TASK INPUTS
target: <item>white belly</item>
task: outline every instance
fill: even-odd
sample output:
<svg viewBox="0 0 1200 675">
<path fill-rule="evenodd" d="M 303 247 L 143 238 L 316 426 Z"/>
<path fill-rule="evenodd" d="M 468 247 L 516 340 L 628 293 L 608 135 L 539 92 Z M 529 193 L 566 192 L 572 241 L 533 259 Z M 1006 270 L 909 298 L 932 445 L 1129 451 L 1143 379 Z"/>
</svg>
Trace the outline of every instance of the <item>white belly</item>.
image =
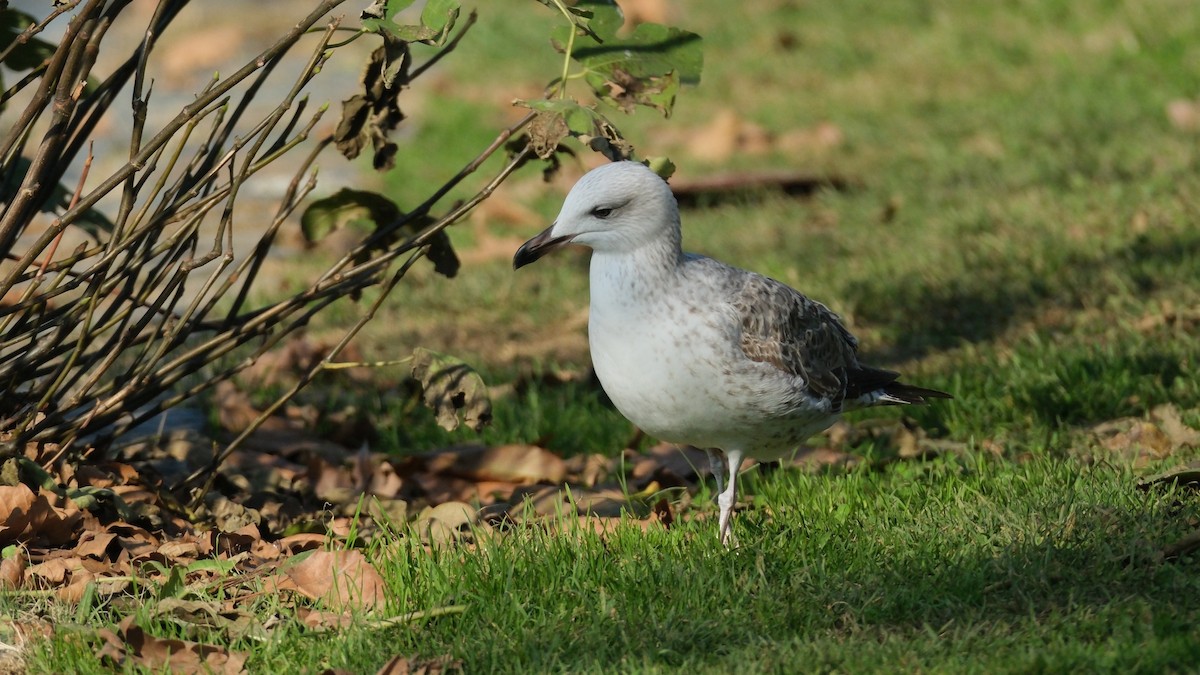
<svg viewBox="0 0 1200 675">
<path fill-rule="evenodd" d="M 644 287 L 607 285 L 597 267 L 593 257 L 592 365 L 617 410 L 646 433 L 768 459 L 794 451 L 835 419 L 828 402 L 793 391 L 774 366 L 746 358 L 732 307 L 723 314 L 720 306 L 681 306 L 689 295 L 702 296 L 686 292 L 667 304 L 665 294 Z"/>
<path fill-rule="evenodd" d="M 646 433 L 704 445 L 703 436 L 732 422 L 711 396 L 716 384 L 697 373 L 698 355 L 645 324 L 608 331 L 589 327 L 596 375 L 617 410 Z"/>
</svg>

WORK REQUEST
Exact copy, no pictures: reproduce every entry shown above.

RESPONSE TO THIS TASK
target: <item>white belly</item>
task: outline every instance
fill: even-odd
sample output:
<svg viewBox="0 0 1200 675">
<path fill-rule="evenodd" d="M 303 247 L 143 238 L 316 426 Z"/>
<path fill-rule="evenodd" d="M 468 247 L 516 340 L 628 293 L 608 135 L 539 92 Z M 529 193 L 566 192 L 572 241 L 533 259 Z M 1006 270 L 909 298 L 932 445 L 1129 451 L 1143 379 Z"/>
</svg>
Trace the outline of every instance of the <item>white belly</item>.
image =
<svg viewBox="0 0 1200 675">
<path fill-rule="evenodd" d="M 644 287 L 607 285 L 597 267 L 593 257 L 592 365 L 617 410 L 646 433 L 768 459 L 794 451 L 835 419 L 828 402 L 793 391 L 774 366 L 746 358 L 732 307 L 723 314 L 720 306 L 681 306 L 689 295 L 702 296 L 686 292 L 667 304 L 665 294 Z"/>
<path fill-rule="evenodd" d="M 646 433 L 704 445 L 703 436 L 732 422 L 711 396 L 716 384 L 697 373 L 698 355 L 645 324 L 608 331 L 589 327 L 596 375 L 617 410 Z"/>
</svg>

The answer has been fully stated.